• Passage to read
********

Question

Downloading Gene Annotation protein.faa files from Genome Accession numbers from NCBI via Entrez

1

Entering edit mode

8.0 years ago

ijc2 ▴ 10

I have a list of NCBI genome accession numbers of the form: NC_####### and I want to download the protein fasta files corresponding to the genome annotations of the accession numbers.

I have tried (using Python 2.7):

import os
from Bio import Entrez, SeqIO
Entrez.email = "email@example.com"
id_list = "NC_004757"
handle = Entrez.esearch(db="nuccore", term = id_list)
record = Entrez.read(handle)
gi_list = record["IdList"]
gi_str = ",".join(gi_list)    
handle = Entrez.efetch(db="nuccore", id=gi_str, rettype="fasta_cds_aa")
records = list(SeqIO.parse(handle, "fasta"))
for item in records:
  printitem.id)

But the runtime is so long I believe there must be an issue. Any idea on how I can access these genome annotation fasta files in bulk?

entrez ncbi fasta python • 3.1k views

ADD COMMENT • link 8.0 years ago by ijc2 ▴ 10

score 0 · Answer 1 · 2016-05-05

Try to start without python to make sure everything can be found where it should be found.

********

• Records provided
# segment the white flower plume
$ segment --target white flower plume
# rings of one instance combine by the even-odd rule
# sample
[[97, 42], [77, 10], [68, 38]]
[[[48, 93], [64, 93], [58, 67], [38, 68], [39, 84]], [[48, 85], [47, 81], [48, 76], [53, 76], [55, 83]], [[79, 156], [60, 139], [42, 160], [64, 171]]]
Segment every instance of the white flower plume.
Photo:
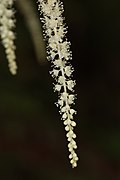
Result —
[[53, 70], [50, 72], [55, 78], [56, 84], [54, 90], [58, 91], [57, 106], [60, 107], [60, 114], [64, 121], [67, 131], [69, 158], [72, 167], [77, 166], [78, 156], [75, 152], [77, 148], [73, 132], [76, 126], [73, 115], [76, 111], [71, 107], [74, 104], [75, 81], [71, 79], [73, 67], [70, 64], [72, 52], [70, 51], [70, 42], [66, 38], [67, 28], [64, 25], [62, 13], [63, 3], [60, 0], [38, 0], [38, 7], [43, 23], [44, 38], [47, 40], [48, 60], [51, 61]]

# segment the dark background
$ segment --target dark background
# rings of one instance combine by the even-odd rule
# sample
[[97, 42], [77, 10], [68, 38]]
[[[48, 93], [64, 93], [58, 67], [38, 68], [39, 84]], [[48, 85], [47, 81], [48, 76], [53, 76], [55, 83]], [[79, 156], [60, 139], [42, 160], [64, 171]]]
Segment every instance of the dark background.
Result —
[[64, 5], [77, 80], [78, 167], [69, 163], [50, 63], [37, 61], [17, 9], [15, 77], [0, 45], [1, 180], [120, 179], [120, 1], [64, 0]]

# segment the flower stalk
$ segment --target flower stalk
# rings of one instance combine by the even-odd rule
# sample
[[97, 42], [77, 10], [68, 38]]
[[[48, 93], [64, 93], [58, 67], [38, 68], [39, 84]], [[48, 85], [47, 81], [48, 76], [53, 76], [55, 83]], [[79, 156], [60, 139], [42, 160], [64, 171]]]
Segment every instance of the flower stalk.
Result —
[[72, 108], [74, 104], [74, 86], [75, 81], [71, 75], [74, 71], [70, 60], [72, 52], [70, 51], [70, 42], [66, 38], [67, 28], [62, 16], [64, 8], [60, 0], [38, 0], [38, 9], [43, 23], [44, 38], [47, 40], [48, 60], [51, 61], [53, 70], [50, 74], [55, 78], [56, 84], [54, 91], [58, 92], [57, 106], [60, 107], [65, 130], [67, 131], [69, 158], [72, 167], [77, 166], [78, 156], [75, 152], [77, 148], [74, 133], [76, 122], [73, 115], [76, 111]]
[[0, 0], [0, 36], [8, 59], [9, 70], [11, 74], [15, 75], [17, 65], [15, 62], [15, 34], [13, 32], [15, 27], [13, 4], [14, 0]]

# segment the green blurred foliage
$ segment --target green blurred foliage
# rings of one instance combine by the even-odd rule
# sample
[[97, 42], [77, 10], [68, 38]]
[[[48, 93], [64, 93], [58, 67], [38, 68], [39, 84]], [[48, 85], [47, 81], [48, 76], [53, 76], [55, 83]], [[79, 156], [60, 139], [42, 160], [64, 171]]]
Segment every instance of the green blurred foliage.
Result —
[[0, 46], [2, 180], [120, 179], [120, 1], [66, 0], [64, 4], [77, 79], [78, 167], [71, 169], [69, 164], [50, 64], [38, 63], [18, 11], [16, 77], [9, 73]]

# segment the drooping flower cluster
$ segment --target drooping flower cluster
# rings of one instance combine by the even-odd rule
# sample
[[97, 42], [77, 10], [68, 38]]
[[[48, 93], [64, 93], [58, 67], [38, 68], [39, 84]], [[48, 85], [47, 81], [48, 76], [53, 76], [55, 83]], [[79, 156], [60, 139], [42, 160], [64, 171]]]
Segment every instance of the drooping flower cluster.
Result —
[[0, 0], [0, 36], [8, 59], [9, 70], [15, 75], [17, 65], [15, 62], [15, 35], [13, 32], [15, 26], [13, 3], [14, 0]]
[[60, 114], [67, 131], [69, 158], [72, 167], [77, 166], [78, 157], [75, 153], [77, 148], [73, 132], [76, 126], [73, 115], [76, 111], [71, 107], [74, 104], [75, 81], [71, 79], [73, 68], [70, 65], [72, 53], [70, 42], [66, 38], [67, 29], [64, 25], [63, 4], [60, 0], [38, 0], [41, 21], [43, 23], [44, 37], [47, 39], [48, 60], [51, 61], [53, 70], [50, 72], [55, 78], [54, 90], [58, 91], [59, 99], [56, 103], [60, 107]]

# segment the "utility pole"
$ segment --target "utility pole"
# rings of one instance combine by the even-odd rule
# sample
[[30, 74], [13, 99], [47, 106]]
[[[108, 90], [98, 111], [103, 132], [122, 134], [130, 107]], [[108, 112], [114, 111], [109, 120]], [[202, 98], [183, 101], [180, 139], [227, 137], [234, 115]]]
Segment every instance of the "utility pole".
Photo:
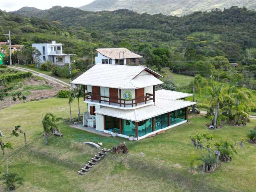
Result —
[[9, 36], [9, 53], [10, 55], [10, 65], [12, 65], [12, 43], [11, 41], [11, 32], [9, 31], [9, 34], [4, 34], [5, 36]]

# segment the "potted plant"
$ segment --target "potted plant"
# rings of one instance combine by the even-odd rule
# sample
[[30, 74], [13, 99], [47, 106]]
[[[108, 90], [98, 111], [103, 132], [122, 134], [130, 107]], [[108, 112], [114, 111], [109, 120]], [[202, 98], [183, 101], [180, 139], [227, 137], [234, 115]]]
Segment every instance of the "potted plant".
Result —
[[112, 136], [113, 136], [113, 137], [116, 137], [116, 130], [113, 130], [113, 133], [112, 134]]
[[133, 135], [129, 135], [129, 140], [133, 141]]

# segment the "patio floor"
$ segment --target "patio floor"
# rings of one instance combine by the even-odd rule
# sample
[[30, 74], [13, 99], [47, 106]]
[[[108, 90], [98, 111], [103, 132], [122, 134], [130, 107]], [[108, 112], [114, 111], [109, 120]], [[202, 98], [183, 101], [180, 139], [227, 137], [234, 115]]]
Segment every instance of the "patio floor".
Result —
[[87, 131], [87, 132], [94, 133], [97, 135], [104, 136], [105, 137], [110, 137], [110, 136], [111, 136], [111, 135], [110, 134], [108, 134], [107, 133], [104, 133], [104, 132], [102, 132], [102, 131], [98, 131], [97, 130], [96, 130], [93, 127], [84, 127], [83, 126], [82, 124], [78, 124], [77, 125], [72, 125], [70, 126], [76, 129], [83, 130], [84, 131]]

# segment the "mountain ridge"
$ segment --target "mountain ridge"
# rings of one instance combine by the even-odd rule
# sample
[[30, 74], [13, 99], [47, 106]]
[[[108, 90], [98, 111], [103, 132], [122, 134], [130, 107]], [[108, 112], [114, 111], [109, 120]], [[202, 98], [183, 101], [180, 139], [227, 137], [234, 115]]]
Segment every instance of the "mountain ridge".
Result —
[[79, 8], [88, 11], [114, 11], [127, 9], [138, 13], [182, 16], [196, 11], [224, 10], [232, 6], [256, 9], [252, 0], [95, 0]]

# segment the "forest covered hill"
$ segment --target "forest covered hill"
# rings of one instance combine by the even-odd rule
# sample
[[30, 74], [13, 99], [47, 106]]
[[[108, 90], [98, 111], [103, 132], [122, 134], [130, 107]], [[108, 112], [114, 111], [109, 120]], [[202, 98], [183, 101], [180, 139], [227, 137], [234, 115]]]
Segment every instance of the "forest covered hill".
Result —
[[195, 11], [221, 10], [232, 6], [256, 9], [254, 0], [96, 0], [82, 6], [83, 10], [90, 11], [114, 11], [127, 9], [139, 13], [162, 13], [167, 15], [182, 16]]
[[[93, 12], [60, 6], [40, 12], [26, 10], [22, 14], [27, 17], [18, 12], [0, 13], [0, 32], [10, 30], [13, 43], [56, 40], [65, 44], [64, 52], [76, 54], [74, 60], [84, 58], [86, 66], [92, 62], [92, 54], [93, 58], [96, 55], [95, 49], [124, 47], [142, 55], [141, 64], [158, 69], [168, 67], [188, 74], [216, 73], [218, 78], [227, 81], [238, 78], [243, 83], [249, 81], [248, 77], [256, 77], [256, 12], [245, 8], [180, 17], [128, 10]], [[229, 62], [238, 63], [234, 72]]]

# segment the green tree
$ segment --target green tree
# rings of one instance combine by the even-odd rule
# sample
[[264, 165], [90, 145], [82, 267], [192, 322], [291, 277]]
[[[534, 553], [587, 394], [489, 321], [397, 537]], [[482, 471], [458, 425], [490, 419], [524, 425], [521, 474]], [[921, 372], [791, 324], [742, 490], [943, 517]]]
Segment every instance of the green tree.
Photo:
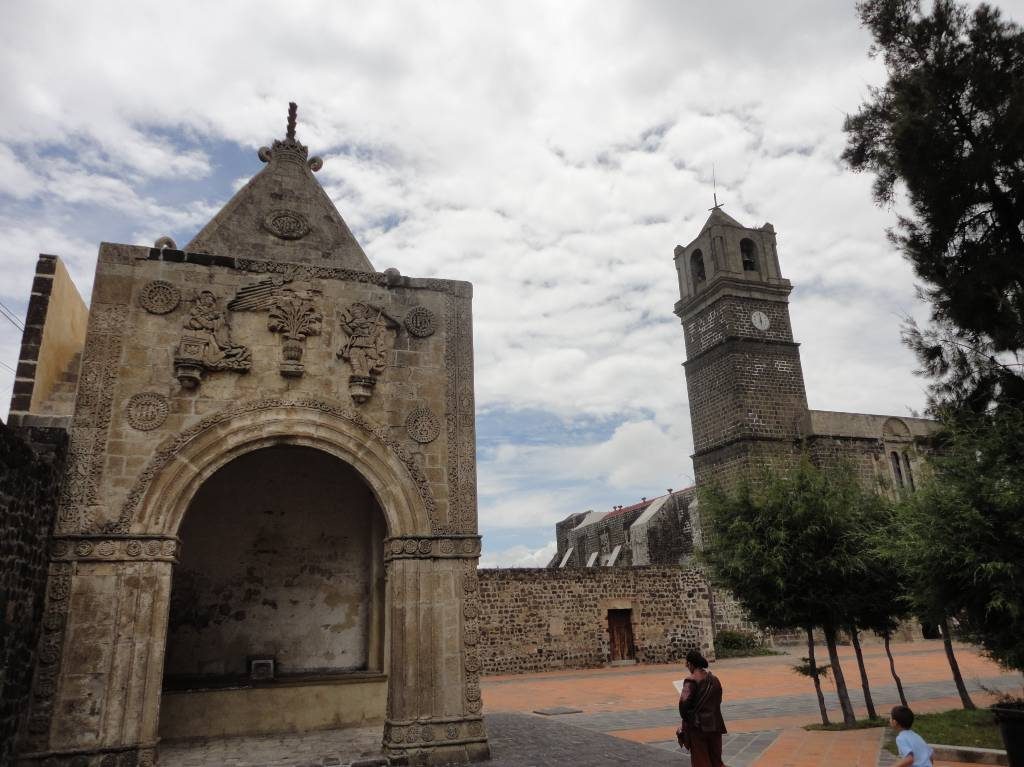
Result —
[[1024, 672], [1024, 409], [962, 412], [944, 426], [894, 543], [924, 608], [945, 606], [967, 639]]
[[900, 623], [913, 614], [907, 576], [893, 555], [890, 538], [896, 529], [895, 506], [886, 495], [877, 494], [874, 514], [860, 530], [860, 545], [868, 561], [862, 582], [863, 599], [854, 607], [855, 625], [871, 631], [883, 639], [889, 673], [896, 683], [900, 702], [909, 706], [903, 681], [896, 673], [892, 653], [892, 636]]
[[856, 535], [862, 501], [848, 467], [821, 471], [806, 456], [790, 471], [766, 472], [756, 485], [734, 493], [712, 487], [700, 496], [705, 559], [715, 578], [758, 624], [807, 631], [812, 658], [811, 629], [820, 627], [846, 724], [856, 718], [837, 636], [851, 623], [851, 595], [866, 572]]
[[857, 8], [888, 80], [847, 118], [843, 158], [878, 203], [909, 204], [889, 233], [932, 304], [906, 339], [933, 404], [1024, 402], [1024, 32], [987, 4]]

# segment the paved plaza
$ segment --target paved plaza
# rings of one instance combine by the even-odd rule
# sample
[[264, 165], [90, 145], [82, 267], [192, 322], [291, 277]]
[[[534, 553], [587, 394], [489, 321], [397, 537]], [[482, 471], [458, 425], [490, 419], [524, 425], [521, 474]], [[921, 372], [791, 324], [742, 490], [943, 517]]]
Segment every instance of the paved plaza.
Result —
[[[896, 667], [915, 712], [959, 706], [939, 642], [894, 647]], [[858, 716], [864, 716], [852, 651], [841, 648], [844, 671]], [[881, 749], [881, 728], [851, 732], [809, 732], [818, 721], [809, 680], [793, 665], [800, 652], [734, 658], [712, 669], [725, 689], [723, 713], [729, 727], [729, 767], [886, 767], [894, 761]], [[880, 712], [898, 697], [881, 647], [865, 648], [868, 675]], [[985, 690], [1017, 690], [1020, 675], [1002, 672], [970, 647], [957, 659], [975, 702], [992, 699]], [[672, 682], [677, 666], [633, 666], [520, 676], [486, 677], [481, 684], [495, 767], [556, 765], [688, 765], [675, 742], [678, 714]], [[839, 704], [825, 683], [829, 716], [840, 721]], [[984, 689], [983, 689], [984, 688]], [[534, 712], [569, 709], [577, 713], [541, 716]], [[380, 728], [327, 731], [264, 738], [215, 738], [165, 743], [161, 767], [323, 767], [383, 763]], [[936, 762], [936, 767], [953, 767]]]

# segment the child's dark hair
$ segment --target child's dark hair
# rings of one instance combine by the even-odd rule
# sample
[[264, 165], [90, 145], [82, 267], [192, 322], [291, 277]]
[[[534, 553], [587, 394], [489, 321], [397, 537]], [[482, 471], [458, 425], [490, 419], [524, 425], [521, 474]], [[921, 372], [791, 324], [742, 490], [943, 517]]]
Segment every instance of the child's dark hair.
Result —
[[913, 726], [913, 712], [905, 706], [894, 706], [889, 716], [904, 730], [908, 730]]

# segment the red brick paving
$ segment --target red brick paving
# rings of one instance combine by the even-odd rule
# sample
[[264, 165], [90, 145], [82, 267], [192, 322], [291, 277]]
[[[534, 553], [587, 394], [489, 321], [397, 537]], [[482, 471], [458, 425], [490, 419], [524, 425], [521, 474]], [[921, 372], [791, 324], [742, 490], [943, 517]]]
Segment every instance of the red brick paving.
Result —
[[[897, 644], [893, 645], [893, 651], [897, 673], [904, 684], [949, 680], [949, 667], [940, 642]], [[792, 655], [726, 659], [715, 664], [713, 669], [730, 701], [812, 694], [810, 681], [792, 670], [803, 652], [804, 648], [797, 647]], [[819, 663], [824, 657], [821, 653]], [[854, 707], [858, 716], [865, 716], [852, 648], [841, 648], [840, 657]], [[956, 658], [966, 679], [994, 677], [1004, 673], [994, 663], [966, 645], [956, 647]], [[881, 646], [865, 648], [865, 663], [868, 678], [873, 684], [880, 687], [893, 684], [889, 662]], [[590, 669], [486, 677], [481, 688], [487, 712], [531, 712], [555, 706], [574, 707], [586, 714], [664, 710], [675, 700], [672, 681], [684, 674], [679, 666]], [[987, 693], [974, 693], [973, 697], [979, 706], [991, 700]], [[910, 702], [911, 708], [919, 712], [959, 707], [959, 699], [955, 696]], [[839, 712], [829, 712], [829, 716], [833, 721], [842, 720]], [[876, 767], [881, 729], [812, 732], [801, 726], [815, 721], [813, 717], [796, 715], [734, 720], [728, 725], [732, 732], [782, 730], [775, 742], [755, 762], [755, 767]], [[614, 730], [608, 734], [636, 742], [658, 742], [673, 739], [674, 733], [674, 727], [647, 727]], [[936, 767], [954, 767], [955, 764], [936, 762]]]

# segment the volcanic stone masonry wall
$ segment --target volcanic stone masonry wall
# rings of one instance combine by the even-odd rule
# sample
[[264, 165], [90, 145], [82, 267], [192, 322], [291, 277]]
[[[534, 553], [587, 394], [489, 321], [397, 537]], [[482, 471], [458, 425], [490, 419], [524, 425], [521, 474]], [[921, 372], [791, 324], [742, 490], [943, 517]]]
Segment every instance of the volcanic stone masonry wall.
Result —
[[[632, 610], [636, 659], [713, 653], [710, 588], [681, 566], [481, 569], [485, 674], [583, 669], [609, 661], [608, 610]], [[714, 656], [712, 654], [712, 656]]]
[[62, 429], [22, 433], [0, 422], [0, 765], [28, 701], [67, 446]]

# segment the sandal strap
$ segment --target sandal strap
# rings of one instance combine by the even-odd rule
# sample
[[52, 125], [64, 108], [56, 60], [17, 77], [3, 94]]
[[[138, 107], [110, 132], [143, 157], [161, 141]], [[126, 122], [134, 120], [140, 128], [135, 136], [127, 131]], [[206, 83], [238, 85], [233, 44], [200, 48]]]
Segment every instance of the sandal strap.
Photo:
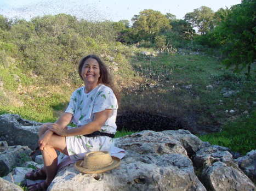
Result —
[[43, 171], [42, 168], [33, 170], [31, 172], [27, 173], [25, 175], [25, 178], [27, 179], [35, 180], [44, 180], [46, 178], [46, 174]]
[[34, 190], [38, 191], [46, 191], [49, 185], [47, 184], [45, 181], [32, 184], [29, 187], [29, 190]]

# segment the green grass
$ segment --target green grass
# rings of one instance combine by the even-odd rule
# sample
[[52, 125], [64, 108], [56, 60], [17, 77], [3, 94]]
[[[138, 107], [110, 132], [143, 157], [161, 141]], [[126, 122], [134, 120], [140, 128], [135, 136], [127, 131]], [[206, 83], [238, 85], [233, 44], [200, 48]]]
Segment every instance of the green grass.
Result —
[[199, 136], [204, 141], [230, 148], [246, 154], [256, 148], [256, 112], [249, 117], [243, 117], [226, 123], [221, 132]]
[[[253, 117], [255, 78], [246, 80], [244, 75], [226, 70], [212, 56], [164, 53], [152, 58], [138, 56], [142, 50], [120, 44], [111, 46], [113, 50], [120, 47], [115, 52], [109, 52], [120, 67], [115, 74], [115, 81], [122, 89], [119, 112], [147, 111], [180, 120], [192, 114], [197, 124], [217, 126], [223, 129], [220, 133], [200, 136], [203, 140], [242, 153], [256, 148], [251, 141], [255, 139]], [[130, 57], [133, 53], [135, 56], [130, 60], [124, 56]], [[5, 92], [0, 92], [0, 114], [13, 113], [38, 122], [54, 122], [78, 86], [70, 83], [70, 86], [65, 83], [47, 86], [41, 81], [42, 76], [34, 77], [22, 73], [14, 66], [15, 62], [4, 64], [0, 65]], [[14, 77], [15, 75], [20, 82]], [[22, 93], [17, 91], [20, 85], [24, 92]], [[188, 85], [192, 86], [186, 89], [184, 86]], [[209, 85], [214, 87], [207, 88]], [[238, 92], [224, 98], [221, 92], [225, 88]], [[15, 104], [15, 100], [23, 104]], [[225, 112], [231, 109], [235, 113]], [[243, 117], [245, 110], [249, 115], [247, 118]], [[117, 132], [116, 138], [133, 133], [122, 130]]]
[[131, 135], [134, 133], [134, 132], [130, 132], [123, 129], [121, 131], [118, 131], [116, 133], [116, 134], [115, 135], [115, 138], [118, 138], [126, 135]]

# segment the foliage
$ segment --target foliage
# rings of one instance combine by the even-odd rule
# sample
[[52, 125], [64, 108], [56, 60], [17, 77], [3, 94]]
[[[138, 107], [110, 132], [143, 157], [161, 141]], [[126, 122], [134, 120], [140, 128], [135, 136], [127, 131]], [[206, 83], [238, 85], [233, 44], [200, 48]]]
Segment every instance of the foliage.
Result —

********

• Exercise set
1 – Write out the stretch of the NCBI download thread from "I have a list" through "record = Entrez.read(handle)".
2 – In the NCBI download thread, which version of Python did the person asking use?
3 – Continue the NCBI download thread from where it stops.
You won't need the lines for anything here.

• Task-by-task answers
1 –
I have a list of NCBI genome accession numbers of the form: NC_####### and I want to download the protein fasta files corresponding to the genome annotations of the accession numbers.

I have tried (using Python 2.7):

import os
from Bio import Entrez, SeqIO
Entrez.email = "email@example.com"
id_list = "NC_004757"
handle = Entrez.esearch(db="nuccore", term = id_list)
record = Entrez.read(handle)

2 – Python 2.7

3 –
See my answer inside this post.

A: where can I get environmental bacteria genome in fasta format (as many as possib

It's Ok for any organism in NCBI, not only for bacteria.

If NC_004757 is a real number, it's a bacterium, so no problem.

NCBI has been changed a lot, so make sure your files exist where you are looking for them.

Find the name of your bacterium in this file:

ftp://ftp.ncbi.nlm.nih.gov/genomes/genbank/assembly_summary_genbank.txt

Copy the respective url to any browser.

ftp://ftp.ncbi.nlm.nih.gov/genomes/all/GCA_000009145.1_ASM914v1/

You can download your faa-files from the site above.